» **Gegebener Textauszug**
· · ·
Mittlerweile hat es schon zum Regnen begonnen und es ist durchaus frisch in der Höhe. Wir hoffen stark, dass unser Refugio offen und nicht bereits von anderen Reisenden besetzt ist. Als wir nach einer Kurve freie Sicht auf das Refugio haben sehen wir zu unserer Enttäuschung weißen Rauch aus dem Schornstein dampfen – offenbar sind wir nicht die Ersten. In der Ferne sehen wir auch 2 Jeeps, die in die andere Richtung weiterfahren. Wir überlegen kurz, wo wir uns am besten positionieren, wenn der Innenraum des Refugios belegt ist, und stellen unsere Räder einmal im Trockenen unter. Dann öffnen wir die Tür und sehen zu unserer großen Freude, dass doch niemand da ist und das Feuer im offenen Kamin offenbar von der zuvor gesichteten Jeep-Besatzung stammt. Ein richtig dickes Stück Holz glüht noch in der Feuerstelle und wird uns die nächsten Stunden ordentlich wärmen. Wir brauchen nur ein paar kleinere Stücke unter- und nachlegen und genießen die absolut heimelige Atmosphäre im geschützten Innenraum.

Draußen regnet es so richtig und im Zelt wäre es heute bestimmt ordentlich frisch. Auch all unsere Sachen trocknen hervorragend rund um das Feuer – wir schätzen uns wieder einmal sehr glücklich, den perfekten Platz für die Nacht gefunden zu haben.

10. Etappe – Cuenca

Auf Grund des nächtlichen Regens, der die geplanten Offroad-Pisten nach Cuenca möglicherweise zu einer schlammig-rutschigen Partie machen würde, entscheiden wir am nächsten Morgen, auf asphaltierten Straßen bis nach Cuenca zu radeln, sobald wir aus dem Naturpark draußen sind. Zuvor heißt es aber nach dem Verlassen des Refugios, das uns eine trockene und warme Nacht geschenkt hat, in der frostigen Finsternis Meter zu machen. Der Raureif auf den Wiesen verrät uns Temperaturen unter Null Grad – dank unserer Daunenjacken kein Problem.

Die Schotterpiste Richtung Park-Ausgang ist zum Glück gut fahrbar und auch nicht mit Pfützen übersät, aber zahlreiche Abzweiger auf erdigere Pisten zeigen uns, wie grauslich es heute sein könnte, wenn der Untergrund es nicht gut mit einem meint.

Vorbei am „Embalse (Stausee) de La Toba“ geht es nach Uña, bekannt für seinen „Camino de la Raya“ entlang der imposanten Felswand oberhalb der Ortschaft.
· · ·
» **Vorliegendes Material**
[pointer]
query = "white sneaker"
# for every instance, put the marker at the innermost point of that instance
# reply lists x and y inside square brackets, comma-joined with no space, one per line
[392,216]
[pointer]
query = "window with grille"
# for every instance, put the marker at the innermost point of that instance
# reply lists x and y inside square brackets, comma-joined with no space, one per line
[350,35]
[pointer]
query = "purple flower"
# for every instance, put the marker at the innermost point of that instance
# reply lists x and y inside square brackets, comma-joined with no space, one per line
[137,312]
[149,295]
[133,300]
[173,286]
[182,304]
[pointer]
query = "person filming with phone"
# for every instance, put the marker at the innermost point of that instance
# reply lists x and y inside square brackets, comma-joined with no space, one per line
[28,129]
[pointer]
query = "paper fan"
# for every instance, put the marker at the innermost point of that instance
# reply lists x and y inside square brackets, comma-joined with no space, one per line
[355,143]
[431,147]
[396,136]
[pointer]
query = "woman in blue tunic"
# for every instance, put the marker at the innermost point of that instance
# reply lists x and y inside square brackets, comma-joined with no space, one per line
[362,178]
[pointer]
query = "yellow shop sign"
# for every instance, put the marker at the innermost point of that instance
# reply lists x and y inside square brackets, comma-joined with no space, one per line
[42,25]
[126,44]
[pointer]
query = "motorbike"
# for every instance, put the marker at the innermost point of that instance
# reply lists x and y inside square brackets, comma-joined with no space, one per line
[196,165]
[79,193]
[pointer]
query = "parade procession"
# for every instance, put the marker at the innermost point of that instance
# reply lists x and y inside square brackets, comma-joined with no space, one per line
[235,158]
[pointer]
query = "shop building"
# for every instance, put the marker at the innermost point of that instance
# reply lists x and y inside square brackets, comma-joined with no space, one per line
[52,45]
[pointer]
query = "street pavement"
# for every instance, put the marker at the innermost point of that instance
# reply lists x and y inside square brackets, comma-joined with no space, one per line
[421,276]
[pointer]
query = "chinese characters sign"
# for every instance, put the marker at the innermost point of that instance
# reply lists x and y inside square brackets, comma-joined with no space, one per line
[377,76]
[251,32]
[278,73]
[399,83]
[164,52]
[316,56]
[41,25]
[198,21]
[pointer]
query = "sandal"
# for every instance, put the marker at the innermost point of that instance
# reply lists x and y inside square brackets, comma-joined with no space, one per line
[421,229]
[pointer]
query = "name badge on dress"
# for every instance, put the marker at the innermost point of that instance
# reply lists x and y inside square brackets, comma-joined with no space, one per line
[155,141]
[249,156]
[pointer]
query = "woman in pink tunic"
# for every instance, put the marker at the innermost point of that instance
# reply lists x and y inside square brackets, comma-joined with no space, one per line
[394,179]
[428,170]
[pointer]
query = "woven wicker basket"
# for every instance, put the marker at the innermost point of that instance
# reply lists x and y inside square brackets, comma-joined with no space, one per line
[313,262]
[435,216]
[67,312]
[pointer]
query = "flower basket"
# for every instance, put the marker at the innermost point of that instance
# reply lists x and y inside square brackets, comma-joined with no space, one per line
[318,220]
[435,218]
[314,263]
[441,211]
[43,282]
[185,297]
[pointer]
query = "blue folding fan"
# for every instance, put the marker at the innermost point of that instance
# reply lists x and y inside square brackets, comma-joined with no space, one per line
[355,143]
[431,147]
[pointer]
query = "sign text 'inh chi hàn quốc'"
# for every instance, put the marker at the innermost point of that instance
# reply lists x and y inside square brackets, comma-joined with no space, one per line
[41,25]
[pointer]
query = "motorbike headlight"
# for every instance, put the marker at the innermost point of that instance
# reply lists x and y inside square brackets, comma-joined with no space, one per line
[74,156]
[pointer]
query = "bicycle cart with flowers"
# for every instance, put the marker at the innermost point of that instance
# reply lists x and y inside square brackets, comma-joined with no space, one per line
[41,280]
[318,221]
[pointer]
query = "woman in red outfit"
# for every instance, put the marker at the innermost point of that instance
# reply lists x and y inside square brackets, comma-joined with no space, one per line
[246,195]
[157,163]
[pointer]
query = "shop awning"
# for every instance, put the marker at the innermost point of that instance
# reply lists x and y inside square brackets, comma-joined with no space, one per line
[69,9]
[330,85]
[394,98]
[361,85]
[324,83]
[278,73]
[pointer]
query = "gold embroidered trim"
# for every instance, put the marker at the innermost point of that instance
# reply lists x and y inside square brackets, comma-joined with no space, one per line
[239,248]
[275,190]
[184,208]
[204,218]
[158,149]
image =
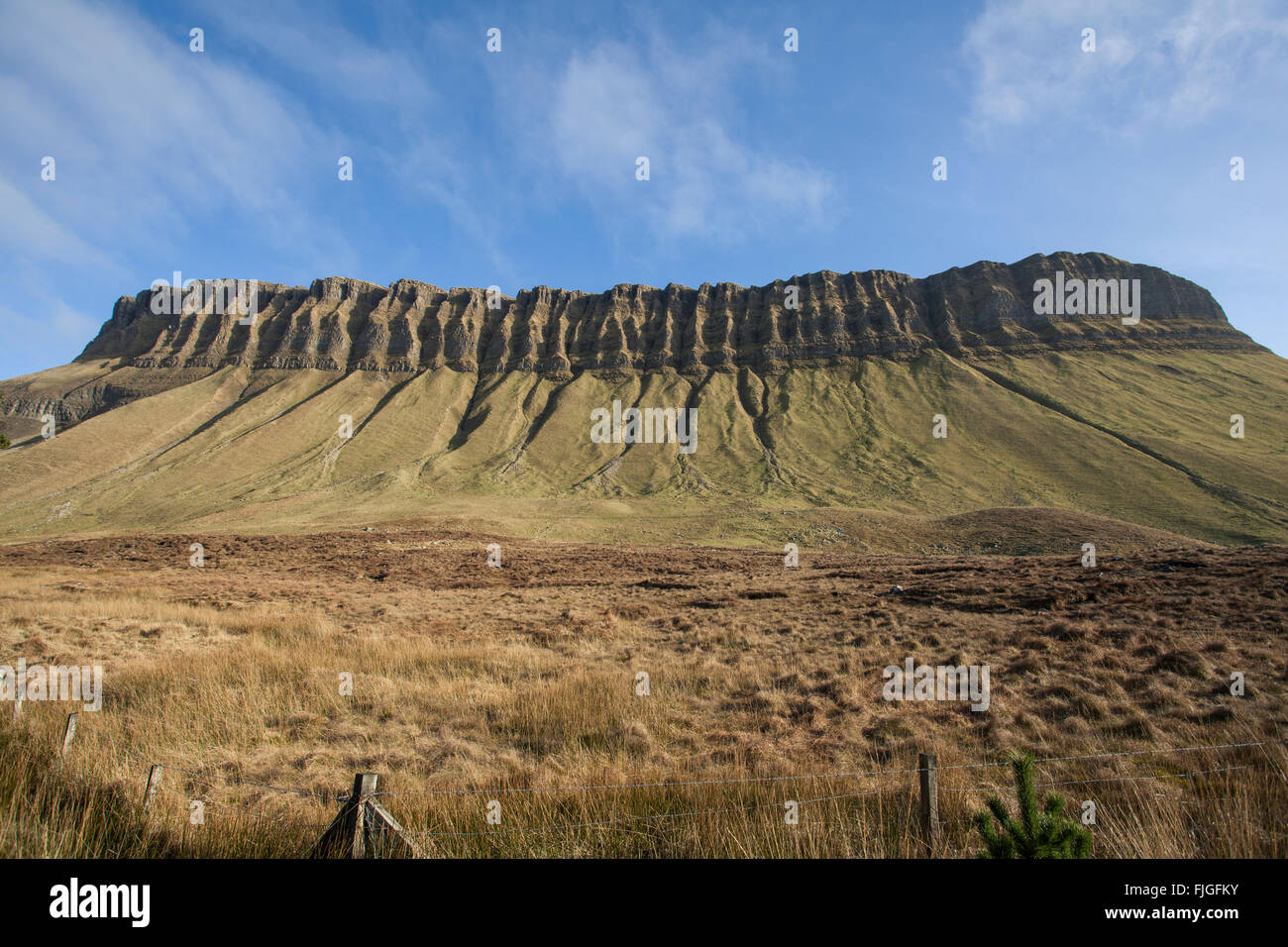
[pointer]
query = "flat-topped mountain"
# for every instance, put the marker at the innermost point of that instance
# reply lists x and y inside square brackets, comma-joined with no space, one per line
[807,406]
[339,324]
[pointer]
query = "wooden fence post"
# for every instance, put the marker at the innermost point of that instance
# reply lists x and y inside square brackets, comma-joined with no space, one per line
[928,800]
[361,823]
[154,783]
[68,733]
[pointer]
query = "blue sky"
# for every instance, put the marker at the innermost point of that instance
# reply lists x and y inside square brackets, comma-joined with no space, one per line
[518,167]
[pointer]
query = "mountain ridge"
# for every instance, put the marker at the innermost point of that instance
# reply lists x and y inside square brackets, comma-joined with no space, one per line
[339,324]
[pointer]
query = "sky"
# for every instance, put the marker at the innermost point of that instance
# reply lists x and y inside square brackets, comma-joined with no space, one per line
[519,167]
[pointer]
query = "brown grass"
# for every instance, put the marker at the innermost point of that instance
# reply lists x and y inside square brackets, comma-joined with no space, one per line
[523,678]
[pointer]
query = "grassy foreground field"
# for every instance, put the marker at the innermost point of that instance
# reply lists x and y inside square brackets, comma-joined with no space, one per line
[518,684]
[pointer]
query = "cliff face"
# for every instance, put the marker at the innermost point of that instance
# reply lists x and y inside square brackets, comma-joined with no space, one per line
[344,325]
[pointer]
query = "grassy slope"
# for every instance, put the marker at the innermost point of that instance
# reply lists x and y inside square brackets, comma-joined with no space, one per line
[1141,437]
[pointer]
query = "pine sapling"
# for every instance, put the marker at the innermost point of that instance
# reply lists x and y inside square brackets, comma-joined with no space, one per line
[1035,834]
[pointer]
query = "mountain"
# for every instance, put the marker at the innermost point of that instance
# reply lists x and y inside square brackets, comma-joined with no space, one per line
[814,398]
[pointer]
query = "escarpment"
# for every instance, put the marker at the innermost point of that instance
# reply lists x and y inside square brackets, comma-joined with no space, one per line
[348,325]
[340,325]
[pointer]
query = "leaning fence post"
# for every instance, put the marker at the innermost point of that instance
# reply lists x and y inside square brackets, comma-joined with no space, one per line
[347,832]
[364,828]
[68,733]
[154,783]
[928,799]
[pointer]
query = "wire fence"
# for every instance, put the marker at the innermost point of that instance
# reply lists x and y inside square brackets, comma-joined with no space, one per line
[494,791]
[210,775]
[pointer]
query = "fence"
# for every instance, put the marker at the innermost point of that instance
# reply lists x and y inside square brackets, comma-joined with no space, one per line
[365,827]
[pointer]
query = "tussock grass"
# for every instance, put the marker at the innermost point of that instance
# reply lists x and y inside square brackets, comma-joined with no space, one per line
[503,682]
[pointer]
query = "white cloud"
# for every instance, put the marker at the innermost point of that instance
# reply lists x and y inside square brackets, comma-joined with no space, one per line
[1155,63]
[150,138]
[713,171]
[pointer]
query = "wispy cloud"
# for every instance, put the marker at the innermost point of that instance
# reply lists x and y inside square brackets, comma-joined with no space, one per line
[1155,63]
[716,171]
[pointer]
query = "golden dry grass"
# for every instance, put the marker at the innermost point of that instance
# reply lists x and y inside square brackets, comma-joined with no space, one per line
[510,682]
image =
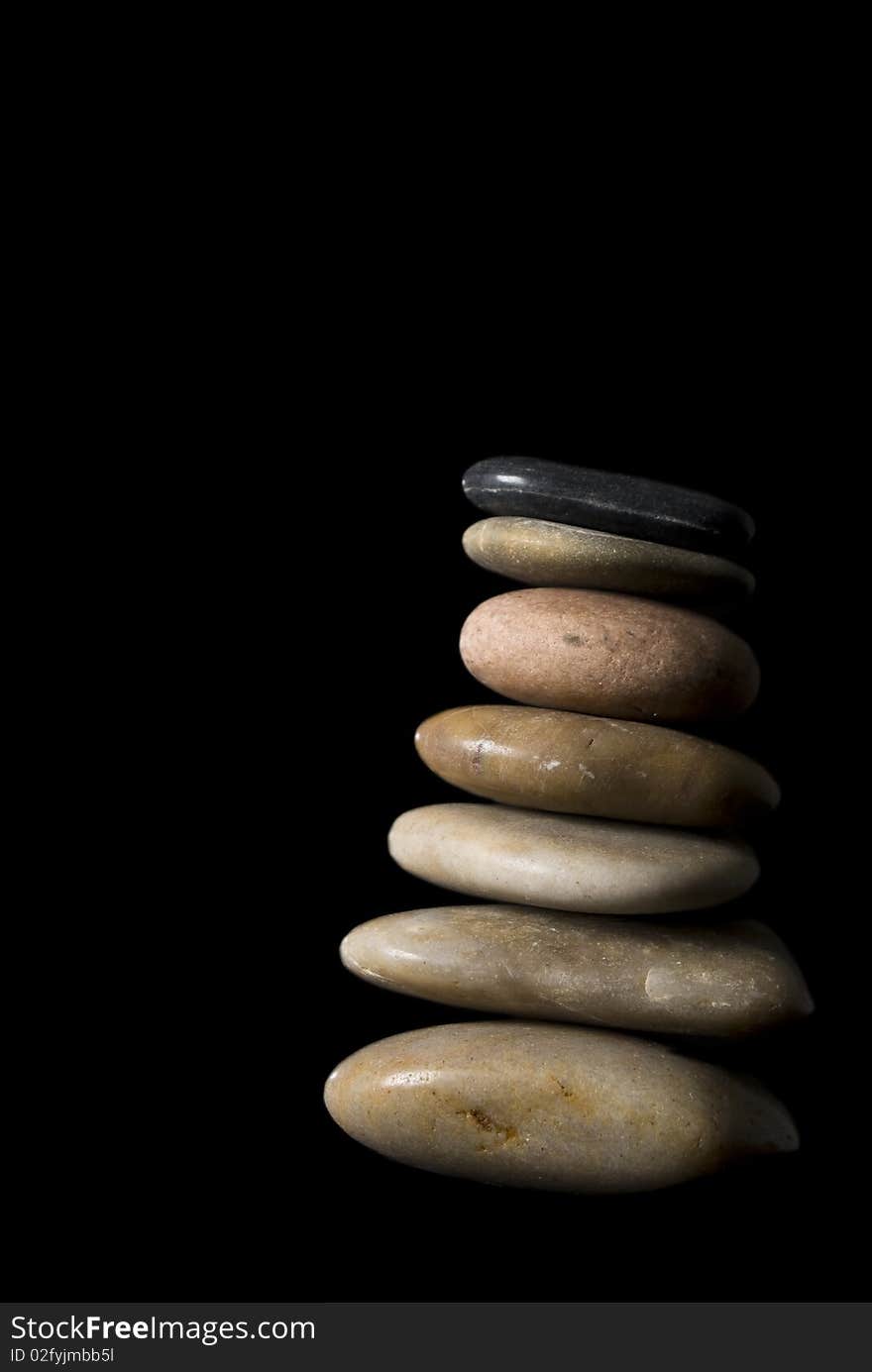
· · ·
» **Aufgaben**
a - Bestimme jede Zeile der Auflistung, in der die Zeichenfolge „motorbike“ vorkommt, und schreibe diese Zeilen ab.
b - Nimm den Reisebericht über die Radetappe nach Cuenca nach seinem letzten Satz wieder auf und schreibe ihn weiter.

» **Die Ergebnisse**
a -
query = "motorbike"
query = "motorbike headlight"

b -
Ein weiterer spektakulärer Aussichtpunkt erwartet uns beim „Ventano del Diablo“ (Fenster des Teufels) oberhalb des Rio Júcar, der sich hier durch eine zerklüftete Felsschlucht schlängelt.

In Villalba de la Sierra scheint endlich wieder die Sonne und wir rollen genüsslich am Júcar entlang bis nach Cuenca, das wir um 13 Uhr noch gut vor der Siesta erreichen, um gleich ein Foto-Geschäft aufzusuchen – in der Hoffnung auf Hilfe für unser Kameraproblem. Nach einer Absage landen wir beim 2. Anlauf im Centro Digital de Imagen bei José … und wir hätten es nicht besser treffen können. José fotografiert selbst mit Olympus OM-D-Kameras. Gut 1 Stunde sucht er mit uns nach einer Lösung für unser Problem. Eine Reparatur kann er nicht anbieten, die Kamera einschicken und wieder retour bekommen würde sich bis Freitag bestimmt nicht ausgehen, eine für uns in Frage kommende neue Kamera (auf die unsere Objektive passen) hat er nicht lagernd. Aber er hat zum Glück einen Bekannten, der seine gebrauchte OM-D E-M1 (also exakt unser Modell) verkaufen möchte und für dessen Seriosität er seine Hand ins Feuer legt. José telefoniert, wir vereinbaren mit dem Verkäufer einen Preis und verabreden uns für morgen zwecks Übergabe. Überglücklich bedanken wir uns bei José vielmals und beziehen unser Apartment, in dem wir die nächsten 4 Nächte verbringen, um zu arbeiten und morgens wie abends ein wenig von der entzückenden Universitätsstadt zu besichtigen, dessen Innenstadt von der UNESCO zum Weltkulturerbe erklärt wurde. Besonders sehenswert: die gotische Kathedrale sowie die „hängenden Häuser“ (las casas colgadas), welche auf dem gigantischen Felsplateau zwischen den zwei Schluchten (Rio Júcar und Huécar) thronen.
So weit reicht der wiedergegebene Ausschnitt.